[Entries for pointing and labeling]
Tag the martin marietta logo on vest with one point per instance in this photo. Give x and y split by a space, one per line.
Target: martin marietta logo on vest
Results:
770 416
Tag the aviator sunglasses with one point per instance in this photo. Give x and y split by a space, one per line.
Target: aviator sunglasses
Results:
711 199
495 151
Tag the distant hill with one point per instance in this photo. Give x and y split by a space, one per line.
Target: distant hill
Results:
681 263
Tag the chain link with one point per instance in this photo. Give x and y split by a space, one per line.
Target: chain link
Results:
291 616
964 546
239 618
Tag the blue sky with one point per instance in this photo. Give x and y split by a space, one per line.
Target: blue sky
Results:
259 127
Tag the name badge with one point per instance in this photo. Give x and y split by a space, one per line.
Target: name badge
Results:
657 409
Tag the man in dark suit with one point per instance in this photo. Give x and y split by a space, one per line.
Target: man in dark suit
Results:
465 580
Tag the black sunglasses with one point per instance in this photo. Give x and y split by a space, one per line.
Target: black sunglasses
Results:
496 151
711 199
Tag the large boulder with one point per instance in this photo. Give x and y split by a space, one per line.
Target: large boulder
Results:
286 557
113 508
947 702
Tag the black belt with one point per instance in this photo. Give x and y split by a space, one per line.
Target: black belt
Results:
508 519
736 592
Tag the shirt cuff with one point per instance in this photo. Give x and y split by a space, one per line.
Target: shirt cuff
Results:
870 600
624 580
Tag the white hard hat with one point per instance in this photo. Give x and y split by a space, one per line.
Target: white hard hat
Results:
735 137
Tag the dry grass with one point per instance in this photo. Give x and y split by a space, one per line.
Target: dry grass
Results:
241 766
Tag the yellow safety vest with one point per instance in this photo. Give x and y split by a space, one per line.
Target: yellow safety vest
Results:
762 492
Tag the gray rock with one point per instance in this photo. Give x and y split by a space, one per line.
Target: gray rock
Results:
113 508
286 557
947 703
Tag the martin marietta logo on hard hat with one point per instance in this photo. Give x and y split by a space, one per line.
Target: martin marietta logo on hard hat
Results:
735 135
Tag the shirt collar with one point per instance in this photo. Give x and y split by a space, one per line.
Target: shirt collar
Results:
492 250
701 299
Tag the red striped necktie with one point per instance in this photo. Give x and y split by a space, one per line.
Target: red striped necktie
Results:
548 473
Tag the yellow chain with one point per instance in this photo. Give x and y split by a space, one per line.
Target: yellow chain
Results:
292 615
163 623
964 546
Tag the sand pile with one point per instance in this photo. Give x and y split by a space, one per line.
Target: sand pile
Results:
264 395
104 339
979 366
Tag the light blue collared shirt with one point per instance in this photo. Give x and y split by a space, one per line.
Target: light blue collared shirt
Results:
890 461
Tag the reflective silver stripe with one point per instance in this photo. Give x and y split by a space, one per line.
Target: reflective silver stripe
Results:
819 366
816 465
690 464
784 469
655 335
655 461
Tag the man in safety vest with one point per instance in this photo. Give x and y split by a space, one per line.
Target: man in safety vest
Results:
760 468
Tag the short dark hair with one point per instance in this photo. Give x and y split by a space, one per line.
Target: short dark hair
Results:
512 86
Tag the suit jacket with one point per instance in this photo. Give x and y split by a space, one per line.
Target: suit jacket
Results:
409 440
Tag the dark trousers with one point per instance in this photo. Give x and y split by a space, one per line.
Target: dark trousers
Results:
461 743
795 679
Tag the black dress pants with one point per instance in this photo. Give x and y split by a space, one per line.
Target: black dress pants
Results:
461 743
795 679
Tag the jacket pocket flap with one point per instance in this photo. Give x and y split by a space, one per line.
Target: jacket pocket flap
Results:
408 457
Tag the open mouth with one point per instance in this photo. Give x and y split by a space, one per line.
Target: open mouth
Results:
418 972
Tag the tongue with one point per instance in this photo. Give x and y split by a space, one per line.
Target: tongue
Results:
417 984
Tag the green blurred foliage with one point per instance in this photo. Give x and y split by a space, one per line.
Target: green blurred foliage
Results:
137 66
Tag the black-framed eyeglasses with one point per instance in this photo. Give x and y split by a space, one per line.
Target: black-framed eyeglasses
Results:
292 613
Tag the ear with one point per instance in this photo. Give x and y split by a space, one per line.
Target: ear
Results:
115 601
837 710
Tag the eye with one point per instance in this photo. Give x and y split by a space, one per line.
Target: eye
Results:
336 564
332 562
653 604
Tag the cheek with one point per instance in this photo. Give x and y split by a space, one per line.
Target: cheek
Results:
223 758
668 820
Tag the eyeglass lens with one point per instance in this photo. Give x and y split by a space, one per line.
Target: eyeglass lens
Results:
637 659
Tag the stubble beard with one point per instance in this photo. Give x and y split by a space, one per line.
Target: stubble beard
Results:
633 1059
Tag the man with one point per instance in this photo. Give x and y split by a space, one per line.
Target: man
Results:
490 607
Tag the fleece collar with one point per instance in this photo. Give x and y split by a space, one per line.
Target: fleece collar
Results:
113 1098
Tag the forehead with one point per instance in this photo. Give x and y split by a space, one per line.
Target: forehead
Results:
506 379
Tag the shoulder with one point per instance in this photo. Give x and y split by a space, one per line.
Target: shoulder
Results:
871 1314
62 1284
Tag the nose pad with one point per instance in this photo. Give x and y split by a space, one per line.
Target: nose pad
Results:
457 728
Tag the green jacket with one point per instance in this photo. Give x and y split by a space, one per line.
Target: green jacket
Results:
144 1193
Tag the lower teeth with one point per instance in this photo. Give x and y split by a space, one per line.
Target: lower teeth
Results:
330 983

== Written instruction ==
Update the records by replacing "one point per instance" with "a single point for each instance" wherever it occurs, leaving every other line and word unchanged.

== Exercise output ==
Tag the martin marietta logo on vest with a single point for each instance in this photo. Give x and y split by a space, one per line.
Target: martin marietta logo on vest
Results:
770 416
Tag the aviator sunglasses with a single point for each instance in this photo. Give x and y split by a space, one per line.
Target: aviator sunglasses
Results:
711 199
495 151
Tag the distant hill with a single point for each instance in this photo. Give x and y split by a space, one per line.
Target: distant hill
Results:
681 263
Tag the chain link with a single point for each instance in this photo. Give x and y split by a space, one per line.
Target: chain link
Results:
291 616
964 546
239 618
Tag the blue sky with a single point for each instance in this photo. Give x and y split by a space, one per line.
Target: blue sky
Results:
259 127
Tag the name badge with a single point for each instance in this photo. Give x and y split by a space, one per line.
Target: name badge
Results:
657 409
Tag the man in dark suit with a single point for each instance in this photo. Give x and y split by a space, one per line.
Target: man in dark suit
Results:
465 580
Tag the black sunglasses with a single point for each instance in this photo. Give x and y split by a space, one per line.
Target: black sunglasses
Results:
496 151
711 199
Tag the large boulder with a single point for each instance in this photo. Give x and y split by a space, one per line.
Target: large boulder
Results:
286 557
113 508
947 702
Tag the black belt with a single point for each instance in this photo. Give x and y split by a space, one per line.
Target: black belt
Results:
508 519
736 592
Tag the shirt cuff with a single point for each instance in this photo. Give x and y split by a space, one per line.
Target: shirt cuff
Results:
870 600
624 580
Tag the white hard hat with a single point for each instance in this photo. Give x and y split by a space, one per line.
Target: white hard hat
Results:
735 137
Tag the dry grass with a single point for each instance in this photo. Give x and y split by a space, one per line.
Target: dry grass
Results:
241 766
Tag the yellow safety vest with a single point for each instance in this photo. Give x and y split by a space, one per line.
Target: yellow safety vest
Results:
762 492
Tag the gray rock with a single point for each instance in this photo. Give x and y split by a space, one per line.
Target: gray rock
Results:
113 508
286 557
947 703
Tag the martin marietta logo on hard hat with a single point for each instance in this photo. Give x and y split by a space, one per line.
Target: martin marietta logo on hard hat
Results:
735 135
Tag the shirt collar with a single point for each instance in this photo. Give x and y split by a space, one per line.
Target: shirt collar
Results:
492 250
701 299
Tag the red striped necktie with a single point for each instance in this photo. Give x and y split by a space, one per line.
Target: red striped necktie
Results:
548 473
Tag the yellow chain with a single point for each instance in this photo. Give x and y split by a space, one per line.
Target: yellow chain
Results:
292 615
163 623
964 546
Tag the sand pile with a single point for each instance in this photo. Give x and y split by a space, one per line.
Target: sand pile
Results:
264 395
104 339
979 366
Tag the light blue collared shirt with a single point for each instance in this photo. Give x and y split by a space, one per line.
Target: light blue collared shirt
Results:
890 461
Tag the reflective silver stripe with a single point for each instance in this photo. Give x and y split by a space, one per line.
Target: reflective silver stripe
Results:
819 366
816 465
690 464
784 469
655 335
655 461
Tag the man in safety vest with a single point for each instance in this photo. Give x and y split by a space, one per line.
Target: man in safety vest
Results:
760 468
Tag the short dark hair with a single point for each instance in this photo. Give x and y split by a space, one per line.
Target: short dark hair
Results:
512 86
Tag the suit jacket with a single point for each instance in this photo. Give x and y split by a space, one per line.
Target: suit jacket
Results:
409 440
Tag the dark trousers with a single point for each instance in this photo. Give x and y split by a space, one per line.
Target: dark trousers
Results:
461 743
795 679
Tag the black dress pants with a single point for each instance in this photo. Give x and y split by a space, one per line.
Target: black dress pants
Results:
461 743
795 679
Tag the jacket pocket flap with a single point for each instance in this photo. Give x and y split by a space, one per line.
Target: jacket pocket flap
Results:
408 457
Tag the open mouth with a single point for each instance in this photo. Give x and y split by a space, one per line.
Target: open mouth
Results:
418 972
Tag the tongue with a single point for each instance in this photo. Give x and y split by a space, one per line.
Target: tongue
Results:
417 984
Tag the green blurred foliage with a single point for each instance in this photo. Give x and y split by a space, one per line.
Target: green blurred foliage
Results:
137 66
Tag the black-framed eyeglasses with a single point for each instance in this photo. Give x and y split by a space, one per line.
Target: black-framed eyeglasses
Results:
292 613
Tag the ear with a single point for each instance in this photo. Give x and y split by a space, one per line.
Target: ear
Results:
115 601
837 710
Tag the eye with a single point for each instance in this photo. Give x and y split by a space, one per line.
Target: eye
Results:
336 564
332 562
653 604
Tag the cheek with a single point for each instance in this photo. Give x and y split by a space, one per line.
Target: cheek
Results:
223 758
668 820
Tag the eyeglass lens with a single point for each instance in this photo. Give x and y split by a space, one per line.
Target: eyeglass lens
Results:
637 659
Tag the stubble beard with a single point for each instance in this photo. Give x and y split by a space, one per line.
Target: stubble beard
Results:
633 1059
Tag the man with a single point for each instance in this photo. Give x and y split by a space, one per line.
Target: man
Results:
490 607
Tag the fleece collar with a single point for each instance in this photo. Give x and y split by a space, one per line.
Target: fleece collar
Results:
113 1098
Tag the forehead with a single point for each instance in this photo. Give x and y split by a space, one per line.
Target: forehead
Results:
506 379
Tag the shoulder with a single point for each instance in this photo. Give x and y split by a space, one per line.
Target: shoulder
Results:
871 1314
62 1284
Tag the nose pad with a single point for each instance in this photo. Give x and y split by a space, one per line.
Target: nose pad
Results:
457 728
Tag the green jacket with a single point for each instance in this photo. Give x and y split by a space, one per line.
Target: green jacket
Results:
144 1193
Tag the lower teeth with a single point for each instance in this photo. Give x and y split by a space, one per line.
Target: lower teeth
Results:
330 983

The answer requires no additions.